▶ **Problem to work on**
Copy the lines below verbatim, but only from the line containing "compact form (47,515)." through the end of the data.
─── Given data
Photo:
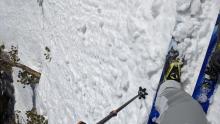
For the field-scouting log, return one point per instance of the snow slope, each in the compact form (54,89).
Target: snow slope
(102,51)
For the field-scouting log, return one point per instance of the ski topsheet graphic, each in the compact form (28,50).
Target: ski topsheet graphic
(209,73)
(208,76)
(171,71)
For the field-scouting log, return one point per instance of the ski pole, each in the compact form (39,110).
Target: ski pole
(141,94)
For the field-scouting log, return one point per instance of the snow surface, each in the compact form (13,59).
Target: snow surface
(102,51)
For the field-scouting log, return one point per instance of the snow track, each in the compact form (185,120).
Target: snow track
(102,51)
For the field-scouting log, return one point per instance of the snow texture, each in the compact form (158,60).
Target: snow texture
(102,51)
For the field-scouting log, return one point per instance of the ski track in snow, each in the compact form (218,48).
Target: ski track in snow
(102,51)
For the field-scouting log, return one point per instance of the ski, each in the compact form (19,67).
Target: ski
(209,74)
(171,71)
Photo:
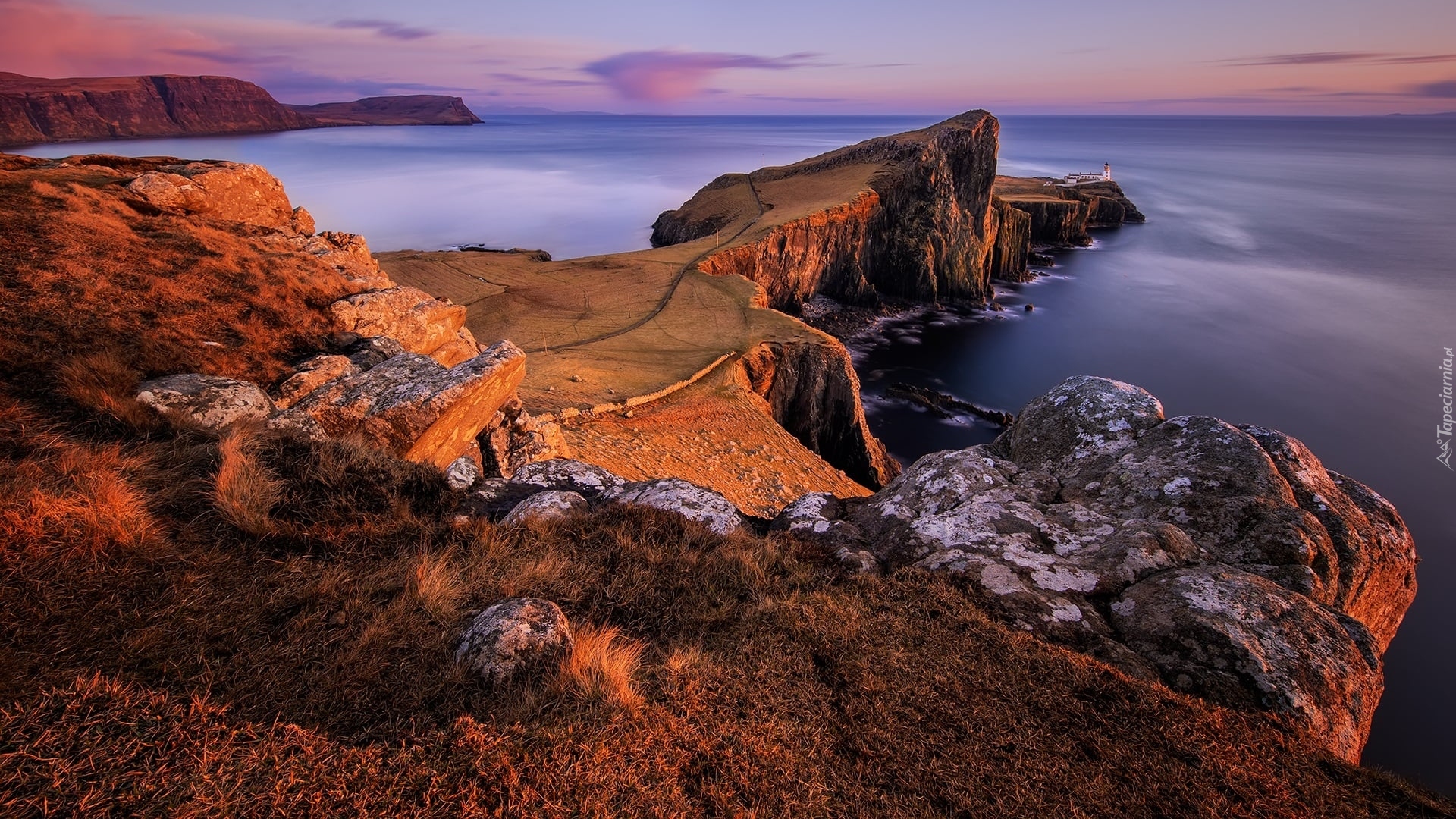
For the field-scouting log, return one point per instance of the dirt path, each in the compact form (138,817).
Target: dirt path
(672,287)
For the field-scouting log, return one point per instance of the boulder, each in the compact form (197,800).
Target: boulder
(419,321)
(545,506)
(310,375)
(565,474)
(513,639)
(221,190)
(209,401)
(1242,640)
(674,494)
(417,409)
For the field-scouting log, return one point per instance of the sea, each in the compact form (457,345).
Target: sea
(1293,273)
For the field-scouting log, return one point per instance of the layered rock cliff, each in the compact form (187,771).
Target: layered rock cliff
(405,110)
(36,110)
(919,222)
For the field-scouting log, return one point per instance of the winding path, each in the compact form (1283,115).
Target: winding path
(672,287)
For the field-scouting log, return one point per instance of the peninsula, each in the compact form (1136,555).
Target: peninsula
(293,528)
(36,110)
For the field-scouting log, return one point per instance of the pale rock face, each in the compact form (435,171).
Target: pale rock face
(209,401)
(513,639)
(1238,639)
(419,321)
(310,375)
(689,500)
(565,474)
(221,190)
(1226,561)
(545,506)
(417,409)
(463,472)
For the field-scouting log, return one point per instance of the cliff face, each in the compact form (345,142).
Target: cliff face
(410,110)
(39,111)
(813,392)
(1060,218)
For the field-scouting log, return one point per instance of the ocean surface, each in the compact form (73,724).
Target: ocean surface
(1296,273)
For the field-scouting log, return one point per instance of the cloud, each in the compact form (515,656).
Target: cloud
(1327,57)
(664,76)
(386,28)
(1445,89)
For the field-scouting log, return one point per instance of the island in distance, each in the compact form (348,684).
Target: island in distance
(38,110)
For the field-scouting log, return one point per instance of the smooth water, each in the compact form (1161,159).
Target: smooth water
(1293,273)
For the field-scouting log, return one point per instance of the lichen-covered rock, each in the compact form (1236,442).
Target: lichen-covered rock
(417,409)
(417,319)
(564,474)
(1238,639)
(1244,570)
(674,494)
(513,639)
(463,472)
(552,503)
(209,401)
(310,375)
(221,190)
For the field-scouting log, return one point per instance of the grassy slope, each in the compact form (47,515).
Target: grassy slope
(256,626)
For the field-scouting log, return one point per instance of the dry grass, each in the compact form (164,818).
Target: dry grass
(243,491)
(159,657)
(601,667)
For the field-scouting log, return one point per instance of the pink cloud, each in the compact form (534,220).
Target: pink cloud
(664,76)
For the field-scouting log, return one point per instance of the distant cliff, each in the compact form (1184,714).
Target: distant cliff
(413,110)
(910,216)
(36,110)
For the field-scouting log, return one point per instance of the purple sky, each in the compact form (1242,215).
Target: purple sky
(789,57)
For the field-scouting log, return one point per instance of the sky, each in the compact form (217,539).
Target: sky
(775,55)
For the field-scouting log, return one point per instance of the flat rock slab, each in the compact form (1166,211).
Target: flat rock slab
(416,407)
──────
▶ **Answer to this task**
For the field-scouting log, return one point per instance of the grassy slope, each in the compact form (47,515).
Target: grassy slope
(256,626)
For the field-scouting log, return one point per instance of the dry grass, each in the compact form (164,818).
Target: dry grass
(243,491)
(159,657)
(601,667)
For the field-scouting log, return one point per instance of the pink cloud, each in the compact form (534,220).
Target: pink cloud
(664,76)
For the field-scouting log, return one point per instance of the distant cliff, each in the compact form (1184,714).
Target: distant cliff
(413,110)
(910,216)
(36,110)
For the field-scouting log, return one point per instance of the purple sky, each in the compact form (1242,215).
Target: purple sky
(789,57)
For the field-scouting log, return one point per instance of the sky, each in the compact form (217,539).
Target: sky
(775,55)
For the field-scouting log, return one point per instance of the flat rock slab, each in the compact form (1166,211).
Target: flat rock slab
(416,407)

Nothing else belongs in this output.